:: Exercise requirements ::
Please convert every line of the data below into a JSON list of strings, one string per line, with blank lines omitted.

:: Data excerpts ::
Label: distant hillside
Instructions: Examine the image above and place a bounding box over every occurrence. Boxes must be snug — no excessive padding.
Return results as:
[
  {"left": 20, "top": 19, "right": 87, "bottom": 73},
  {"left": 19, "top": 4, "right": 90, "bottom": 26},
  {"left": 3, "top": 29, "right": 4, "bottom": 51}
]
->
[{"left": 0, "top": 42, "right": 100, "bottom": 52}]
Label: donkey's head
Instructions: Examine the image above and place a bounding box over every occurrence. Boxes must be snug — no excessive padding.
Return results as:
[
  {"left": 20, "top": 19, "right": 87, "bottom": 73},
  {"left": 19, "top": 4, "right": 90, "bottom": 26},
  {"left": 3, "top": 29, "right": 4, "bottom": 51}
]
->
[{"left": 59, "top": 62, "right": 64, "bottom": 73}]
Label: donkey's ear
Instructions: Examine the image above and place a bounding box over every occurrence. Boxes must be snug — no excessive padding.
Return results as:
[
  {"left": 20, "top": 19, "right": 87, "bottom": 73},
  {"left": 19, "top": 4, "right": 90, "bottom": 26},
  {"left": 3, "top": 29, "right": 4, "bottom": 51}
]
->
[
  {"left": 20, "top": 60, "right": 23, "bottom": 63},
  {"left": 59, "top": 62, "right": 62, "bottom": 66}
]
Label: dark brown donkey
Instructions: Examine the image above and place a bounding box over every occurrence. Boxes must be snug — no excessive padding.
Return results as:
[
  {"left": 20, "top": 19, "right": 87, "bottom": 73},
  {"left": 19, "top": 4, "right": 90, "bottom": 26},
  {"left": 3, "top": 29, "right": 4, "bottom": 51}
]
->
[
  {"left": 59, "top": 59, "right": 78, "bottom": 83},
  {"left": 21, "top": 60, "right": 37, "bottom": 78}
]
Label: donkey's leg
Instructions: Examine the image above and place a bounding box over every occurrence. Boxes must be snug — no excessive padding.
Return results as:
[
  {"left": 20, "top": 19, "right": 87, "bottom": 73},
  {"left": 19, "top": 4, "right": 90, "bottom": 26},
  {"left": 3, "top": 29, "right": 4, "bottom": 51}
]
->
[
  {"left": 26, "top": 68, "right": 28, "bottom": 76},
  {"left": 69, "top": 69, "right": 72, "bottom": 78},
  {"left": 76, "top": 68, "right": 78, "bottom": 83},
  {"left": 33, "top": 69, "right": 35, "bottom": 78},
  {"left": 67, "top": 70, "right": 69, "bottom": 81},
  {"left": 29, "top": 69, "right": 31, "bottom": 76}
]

:: Exercise result ::
[
  "Label: distant hillside",
  "Instructions: Examine the image above and place a bounding box over every occurrence. Boxes must be snug — no excessive padding.",
  "Return results as:",
  "[",
  "  {\"left\": 20, \"top\": 19, \"right\": 87, \"bottom\": 73},",
  "  {\"left\": 19, \"top\": 4, \"right\": 90, \"bottom\": 26},",
  "  {\"left\": 3, \"top\": 29, \"right\": 4, \"bottom\": 51}",
  "]",
  "->",
  "[{\"left\": 0, \"top\": 42, \"right\": 100, \"bottom\": 52}]",
  "Label: donkey's head",
  "Instructions: Examine the image above and place a bounding box over every occurrence. Boxes must be snug — no excessive padding.",
  "Return results as:",
  "[",
  "  {\"left\": 20, \"top\": 19, \"right\": 87, \"bottom\": 73},",
  "  {\"left\": 19, \"top\": 4, \"right\": 90, \"bottom\": 26},",
  "  {\"left\": 3, \"top\": 29, \"right\": 4, \"bottom\": 51}",
  "]",
  "->",
  "[{\"left\": 59, \"top\": 62, \"right\": 64, \"bottom\": 73}]",
  "Label: donkey's ear",
  "Instructions: Examine the image above and place a bounding box over every occurrence. Boxes must be snug — no excessive padding.",
  "Return results as:",
  "[",
  "  {\"left\": 20, \"top\": 19, \"right\": 87, \"bottom\": 73},",
  "  {\"left\": 19, \"top\": 4, \"right\": 90, \"bottom\": 26},",
  "  {\"left\": 3, \"top\": 29, \"right\": 4, \"bottom\": 51}",
  "]",
  "->",
  "[",
  "  {\"left\": 20, \"top\": 60, \"right\": 23, \"bottom\": 63},",
  "  {\"left\": 59, \"top\": 62, \"right\": 62, \"bottom\": 66}",
  "]",
  "Label: dark brown donkey",
  "Instructions: Examine the image above and place a bounding box over every occurrence. Boxes must be snug — no excessive padding.",
  "Return results as:",
  "[",
  "  {\"left\": 20, \"top\": 19, \"right\": 87, \"bottom\": 73},",
  "  {\"left\": 19, \"top\": 4, \"right\": 90, \"bottom\": 26},",
  "  {\"left\": 3, \"top\": 29, \"right\": 4, \"bottom\": 51}",
  "]",
  "->",
  "[",
  "  {\"left\": 59, \"top\": 59, \"right\": 78, \"bottom\": 83},",
  "  {\"left\": 21, \"top\": 60, \"right\": 37, \"bottom\": 78}",
  "]",
  "Label: donkey's leg",
  "Instructions: Examine the image above and place a bounding box over every occurrence. Boxes must be snug — no excessive padding.",
  "Return results as:",
  "[",
  "  {\"left\": 20, \"top\": 19, \"right\": 87, \"bottom\": 73},",
  "  {\"left\": 19, \"top\": 4, \"right\": 90, \"bottom\": 26},",
  "  {\"left\": 3, \"top\": 29, \"right\": 4, \"bottom\": 51}",
  "]",
  "->",
  "[",
  "  {\"left\": 26, \"top\": 68, \"right\": 28, \"bottom\": 76},",
  "  {\"left\": 69, \"top\": 69, \"right\": 72, \"bottom\": 78},",
  "  {\"left\": 76, \"top\": 68, \"right\": 78, \"bottom\": 83},",
  "  {\"left\": 33, \"top\": 69, \"right\": 35, \"bottom\": 78},",
  "  {\"left\": 67, \"top\": 70, \"right\": 69, \"bottom\": 81},",
  "  {\"left\": 29, \"top\": 69, \"right\": 31, \"bottom\": 76}",
  "]"
]